◆ TASK DATA ◆
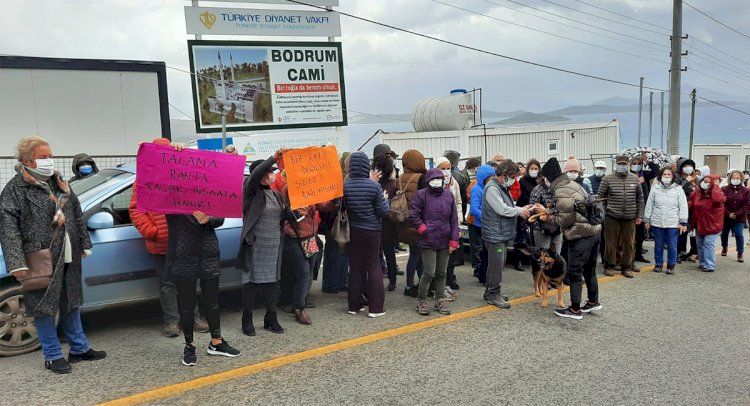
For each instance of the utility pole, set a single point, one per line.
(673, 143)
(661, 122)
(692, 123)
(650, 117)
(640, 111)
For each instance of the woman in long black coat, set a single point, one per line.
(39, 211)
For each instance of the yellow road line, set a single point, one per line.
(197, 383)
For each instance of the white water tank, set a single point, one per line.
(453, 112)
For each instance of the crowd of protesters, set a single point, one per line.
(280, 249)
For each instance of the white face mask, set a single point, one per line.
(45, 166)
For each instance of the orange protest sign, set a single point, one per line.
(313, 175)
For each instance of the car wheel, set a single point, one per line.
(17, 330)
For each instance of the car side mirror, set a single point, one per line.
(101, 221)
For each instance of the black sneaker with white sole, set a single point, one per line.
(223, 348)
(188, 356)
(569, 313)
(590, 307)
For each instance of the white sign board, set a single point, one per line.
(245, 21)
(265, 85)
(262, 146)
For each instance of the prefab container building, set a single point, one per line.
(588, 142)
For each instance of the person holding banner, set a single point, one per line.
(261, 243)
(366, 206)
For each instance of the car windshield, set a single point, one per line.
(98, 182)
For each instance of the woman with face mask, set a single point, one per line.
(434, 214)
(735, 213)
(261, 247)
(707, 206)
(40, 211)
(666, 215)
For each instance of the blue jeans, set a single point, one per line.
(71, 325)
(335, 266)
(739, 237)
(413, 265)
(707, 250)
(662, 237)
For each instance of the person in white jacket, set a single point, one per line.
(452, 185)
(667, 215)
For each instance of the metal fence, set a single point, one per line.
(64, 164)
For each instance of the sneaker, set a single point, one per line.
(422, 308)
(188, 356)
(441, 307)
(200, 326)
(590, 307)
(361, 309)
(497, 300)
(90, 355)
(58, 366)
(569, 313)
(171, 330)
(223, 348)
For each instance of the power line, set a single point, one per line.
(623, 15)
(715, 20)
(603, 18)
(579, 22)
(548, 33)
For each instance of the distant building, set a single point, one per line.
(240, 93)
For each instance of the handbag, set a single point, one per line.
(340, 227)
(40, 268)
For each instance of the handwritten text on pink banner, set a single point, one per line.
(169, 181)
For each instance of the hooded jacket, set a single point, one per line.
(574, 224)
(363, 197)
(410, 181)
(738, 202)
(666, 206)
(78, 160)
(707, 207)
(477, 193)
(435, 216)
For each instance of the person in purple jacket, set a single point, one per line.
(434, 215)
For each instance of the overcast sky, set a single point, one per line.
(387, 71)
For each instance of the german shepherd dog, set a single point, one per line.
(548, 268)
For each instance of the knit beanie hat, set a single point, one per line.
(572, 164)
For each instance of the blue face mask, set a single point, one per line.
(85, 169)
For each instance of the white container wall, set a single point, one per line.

◆ THE PROBLEM ◆
Copy out exactly the lines that begin at the one with "For each instance of the sneaker, set" and end at the close of the material above; nothing else belongs in the answer.

◆ ANSWER TO THE EXERCISE ◆
For each instance of the sneaker, set a single point, one per line.
(422, 308)
(188, 356)
(441, 307)
(200, 326)
(590, 307)
(361, 309)
(497, 300)
(90, 355)
(58, 366)
(569, 313)
(171, 330)
(223, 348)
For each instance of the power line, set a single point, one per line.
(623, 15)
(715, 20)
(603, 18)
(579, 22)
(548, 33)
For each instance of the distant building, set a single point, one per line.
(240, 93)
For each instance of the handbag, set a single point, one per line.
(340, 227)
(40, 268)
For each instance of the handwritten text on pink banner, set a single point, one per line.
(169, 181)
For each instance of the hooded jacket, set a single point, one per line.
(574, 224)
(363, 197)
(410, 181)
(738, 202)
(666, 206)
(78, 160)
(707, 207)
(477, 193)
(435, 216)
For each instance of the person in purple jacket, set a single point, one per line.
(434, 215)
For each instance of the overcast sky, set a single point, one per line.
(387, 71)
For each instance of the german shepherd dog, set a single point, one per line.
(548, 268)
For each instance of the knit beanie hat, set a single point, one per line.
(572, 164)
For each instance of the blue face mask, set a single point, one per line.
(85, 169)
For each instance of the white container wall, set a single point, one per line.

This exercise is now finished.